Material for this task
——————

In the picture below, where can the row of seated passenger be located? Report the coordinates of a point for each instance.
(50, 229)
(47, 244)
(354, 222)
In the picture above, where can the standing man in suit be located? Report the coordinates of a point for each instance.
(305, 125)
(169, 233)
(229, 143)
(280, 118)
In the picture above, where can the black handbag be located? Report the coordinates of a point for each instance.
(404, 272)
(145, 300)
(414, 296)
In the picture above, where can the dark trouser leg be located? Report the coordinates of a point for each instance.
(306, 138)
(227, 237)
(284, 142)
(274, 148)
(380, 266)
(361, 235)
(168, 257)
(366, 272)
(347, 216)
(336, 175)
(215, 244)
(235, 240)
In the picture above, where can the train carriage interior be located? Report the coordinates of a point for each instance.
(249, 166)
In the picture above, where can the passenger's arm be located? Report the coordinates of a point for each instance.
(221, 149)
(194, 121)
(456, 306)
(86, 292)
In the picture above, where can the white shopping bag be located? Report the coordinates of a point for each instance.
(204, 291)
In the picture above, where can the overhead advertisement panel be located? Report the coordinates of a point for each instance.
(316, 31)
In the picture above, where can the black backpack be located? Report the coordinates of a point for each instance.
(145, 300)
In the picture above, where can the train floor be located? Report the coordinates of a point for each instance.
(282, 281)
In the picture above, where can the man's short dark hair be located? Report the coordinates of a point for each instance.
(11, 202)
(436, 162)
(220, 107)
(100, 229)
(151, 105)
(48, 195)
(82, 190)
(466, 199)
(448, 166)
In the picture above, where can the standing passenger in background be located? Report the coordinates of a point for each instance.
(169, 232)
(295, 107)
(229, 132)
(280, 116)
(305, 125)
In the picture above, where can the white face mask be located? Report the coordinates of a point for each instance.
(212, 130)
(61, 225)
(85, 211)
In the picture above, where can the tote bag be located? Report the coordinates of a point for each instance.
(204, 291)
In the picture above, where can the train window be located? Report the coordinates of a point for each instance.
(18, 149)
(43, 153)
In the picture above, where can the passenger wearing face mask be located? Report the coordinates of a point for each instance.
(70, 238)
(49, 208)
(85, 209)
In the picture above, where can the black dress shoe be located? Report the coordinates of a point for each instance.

——————

Aim
Reproduce every entry above verbatim, without altering any wording or punctuation.

Complete answer
In the picture below, where can the row of seated passenger be located? Report the coordinates of a point for each instance.
(50, 229)
(47, 244)
(354, 222)
In the picture above, where can the standing man in suit be located? Report the coordinates of a point for each instance.
(305, 125)
(169, 233)
(229, 143)
(280, 118)
In the picture above, where can the black handbag be located? Report the coordinates of a point for each instance.
(404, 272)
(145, 300)
(414, 296)
In the picture above, where can the dark trouser leg be located? Report the coordinates of a point for each instance.
(306, 138)
(227, 237)
(284, 142)
(274, 148)
(380, 266)
(361, 235)
(168, 257)
(366, 272)
(347, 216)
(336, 175)
(215, 244)
(235, 240)
In the picture above, where can the train carriage interior be located? Report the coordinates of a point for each instance.
(249, 166)
In the picture above, where can the passenger's arm be located? Report the coordinates of a point for each instance.
(221, 149)
(194, 121)
(456, 306)
(86, 292)
In the picture above, where can the white shopping bag be located? Report the coordinates of a point for each instance.
(204, 291)
In the picture above, where can the overhead advertisement panel be located? Report the coordinates of a point for each instance.
(316, 31)
In the picture above, where can the black backpack be located? Report the coordinates of a point for each instance.
(145, 300)
In the picture above, where can the train floor be located? Report the coordinates of a point for each instance.
(282, 281)
In the picture above, where can the man's short dark hair be located? Report the coordinates of a point for each instance.
(11, 202)
(436, 162)
(220, 107)
(100, 229)
(151, 105)
(48, 195)
(82, 190)
(466, 199)
(448, 166)
In the picture above, where can the standing passenger in background be located? Report the coordinates of a point for each instance.
(169, 232)
(295, 107)
(229, 132)
(280, 116)
(305, 125)
In the picture above, where can the white face mask be located? Report the coordinates of a point for each instance.
(212, 130)
(61, 225)
(85, 211)
In the picture above, where can the tote bag be located? Report the coordinates of a point for each instance.
(204, 291)
In the picture above, where can the train window be located? Report the coordinates of a point for each instance.
(18, 149)
(43, 153)
In the picture above, where can the passenger wearing face mask be located? Report the coordinates of a point for each instance.
(70, 238)
(49, 208)
(85, 209)
In the picture above, where can the black dress shoe be located? Report the coordinates of a point for each instance.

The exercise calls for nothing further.